Start of Source data
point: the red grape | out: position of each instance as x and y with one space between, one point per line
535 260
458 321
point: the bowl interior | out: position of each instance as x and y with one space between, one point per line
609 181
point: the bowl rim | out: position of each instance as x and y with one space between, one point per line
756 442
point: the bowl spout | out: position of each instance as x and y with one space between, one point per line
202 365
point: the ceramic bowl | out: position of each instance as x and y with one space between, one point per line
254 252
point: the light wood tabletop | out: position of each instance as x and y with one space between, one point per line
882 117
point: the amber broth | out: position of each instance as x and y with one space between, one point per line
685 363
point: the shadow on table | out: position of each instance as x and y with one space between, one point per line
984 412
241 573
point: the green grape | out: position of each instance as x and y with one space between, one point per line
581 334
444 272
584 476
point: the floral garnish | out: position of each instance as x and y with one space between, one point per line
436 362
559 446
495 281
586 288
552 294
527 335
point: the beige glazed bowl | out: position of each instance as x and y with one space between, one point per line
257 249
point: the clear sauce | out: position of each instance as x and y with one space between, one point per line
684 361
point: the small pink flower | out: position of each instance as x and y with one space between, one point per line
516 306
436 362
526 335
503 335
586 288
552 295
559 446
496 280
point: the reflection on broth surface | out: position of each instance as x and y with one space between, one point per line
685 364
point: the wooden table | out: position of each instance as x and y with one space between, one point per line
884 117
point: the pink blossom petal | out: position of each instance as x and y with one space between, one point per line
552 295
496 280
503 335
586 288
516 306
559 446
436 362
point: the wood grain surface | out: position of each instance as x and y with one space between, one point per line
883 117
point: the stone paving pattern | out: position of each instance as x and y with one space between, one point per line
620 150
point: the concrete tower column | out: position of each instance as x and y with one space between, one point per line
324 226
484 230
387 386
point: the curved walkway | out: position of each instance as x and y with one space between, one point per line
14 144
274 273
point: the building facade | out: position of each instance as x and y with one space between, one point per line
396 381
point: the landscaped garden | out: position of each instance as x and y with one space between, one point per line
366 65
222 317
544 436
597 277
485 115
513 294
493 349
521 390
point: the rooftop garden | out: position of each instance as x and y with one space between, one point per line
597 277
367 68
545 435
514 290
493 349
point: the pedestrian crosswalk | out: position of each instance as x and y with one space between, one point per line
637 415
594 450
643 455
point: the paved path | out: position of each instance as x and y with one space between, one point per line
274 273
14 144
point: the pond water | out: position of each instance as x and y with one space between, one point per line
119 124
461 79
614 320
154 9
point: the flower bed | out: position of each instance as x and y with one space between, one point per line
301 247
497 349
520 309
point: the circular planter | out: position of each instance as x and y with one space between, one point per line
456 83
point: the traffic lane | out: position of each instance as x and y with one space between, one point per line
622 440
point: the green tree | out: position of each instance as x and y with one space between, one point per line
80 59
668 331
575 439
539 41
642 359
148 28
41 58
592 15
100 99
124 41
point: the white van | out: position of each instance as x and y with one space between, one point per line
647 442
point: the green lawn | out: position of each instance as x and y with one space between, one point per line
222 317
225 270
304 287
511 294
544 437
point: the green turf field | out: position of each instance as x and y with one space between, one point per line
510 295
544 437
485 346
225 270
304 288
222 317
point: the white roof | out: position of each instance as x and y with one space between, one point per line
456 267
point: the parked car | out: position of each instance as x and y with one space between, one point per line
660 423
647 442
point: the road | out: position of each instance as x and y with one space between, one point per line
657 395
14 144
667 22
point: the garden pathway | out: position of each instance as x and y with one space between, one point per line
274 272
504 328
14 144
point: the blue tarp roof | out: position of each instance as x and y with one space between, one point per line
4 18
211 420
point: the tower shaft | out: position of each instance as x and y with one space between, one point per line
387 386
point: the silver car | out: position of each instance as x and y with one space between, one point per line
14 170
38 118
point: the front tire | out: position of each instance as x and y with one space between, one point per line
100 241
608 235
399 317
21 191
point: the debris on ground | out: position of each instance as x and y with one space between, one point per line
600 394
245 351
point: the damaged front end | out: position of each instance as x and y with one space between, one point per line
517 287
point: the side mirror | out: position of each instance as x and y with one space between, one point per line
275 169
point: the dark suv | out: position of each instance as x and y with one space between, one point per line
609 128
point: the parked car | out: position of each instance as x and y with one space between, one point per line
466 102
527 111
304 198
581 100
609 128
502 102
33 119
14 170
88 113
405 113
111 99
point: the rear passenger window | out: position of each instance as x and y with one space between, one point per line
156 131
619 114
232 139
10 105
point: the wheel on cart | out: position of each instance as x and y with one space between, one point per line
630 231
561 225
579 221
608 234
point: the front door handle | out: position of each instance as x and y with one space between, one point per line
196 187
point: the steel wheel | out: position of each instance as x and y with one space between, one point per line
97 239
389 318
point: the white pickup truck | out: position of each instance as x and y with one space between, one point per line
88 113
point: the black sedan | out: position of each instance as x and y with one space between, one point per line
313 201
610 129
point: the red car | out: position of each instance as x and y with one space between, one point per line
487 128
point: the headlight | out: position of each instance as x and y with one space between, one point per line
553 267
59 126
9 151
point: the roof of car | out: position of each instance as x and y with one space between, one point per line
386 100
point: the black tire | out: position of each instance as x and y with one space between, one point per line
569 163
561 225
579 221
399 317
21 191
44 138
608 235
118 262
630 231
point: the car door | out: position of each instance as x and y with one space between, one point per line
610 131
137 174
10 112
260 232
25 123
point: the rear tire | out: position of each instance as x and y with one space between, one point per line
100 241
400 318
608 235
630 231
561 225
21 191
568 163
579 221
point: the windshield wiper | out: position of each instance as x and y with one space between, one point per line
End of Source data
→ Instructions for the task: Every line from the line containing "point: the dark" to the last line of the material above must be repeated exactly, and no other line.

→ Problem solution:
point: the dark suv | out: position of each instance as x and y with one space between, one point per line
609 128
point: the parked car | out: position of each instance as x and y with one space between, one point per line
466 102
527 111
304 198
581 100
609 128
502 102
33 119
14 170
88 113
405 113
111 99
point: the rear passenger window | out: position of each instance as x and y with one space between, one point per line
156 131
619 114
232 139
10 105
point: the wheel on cart | out: position of each instance as x and y with one space between, one point per line
630 231
561 225
579 221
608 234
point: the front door handle | out: position of each instance as x and y with one space between, one point per line
196 187
point: the steel wheel | out: position of each instance as x and y with one space between, one point per line
97 239
389 318
point: the white pickup truck | out: position of each instance as x and y with one space between, one point per line
88 113
point: the black sedan | out: position of each instance as x and y with one space between, one point per line
313 201
610 129
point: the red car | out: position of each instance as x and y with one space between, one point per line
487 128
point: the headlight | out: position of each instance as x and y with one space between, one point per line
553 267
59 126
9 151
point: the roof of car | out: position of each instance as x and y with one space between, one point per line
386 100
point: the black tire | out: position of each instance as x and y with one space between, one point per line
569 163
561 225
579 221
399 317
21 191
44 138
608 235
118 262
630 231
point: the car door | out: position of each instance as x and y with one space between, one point per line
610 131
137 174
10 112
260 232
25 123
point: the rear tire | out: position of each instance as x and y with one space between, one point per line
100 241
400 318
608 235
630 231
561 225
21 191
568 163
579 221
point: the windshield wiper | out: position of each instance as x and y with one space between, one point per line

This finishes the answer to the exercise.